Reproduce all the entries, matching the original word for word.

Dataset excerpts:
+-------+
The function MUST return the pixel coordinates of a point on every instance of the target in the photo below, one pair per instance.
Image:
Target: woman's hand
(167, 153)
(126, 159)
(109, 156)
+-------+
Answer box:
The function MUST return the pixel coordinates of a point on every instance of the target in the photo below, one pair per instance.
Image:
Target: woman's hand
(167, 153)
(126, 159)
(109, 156)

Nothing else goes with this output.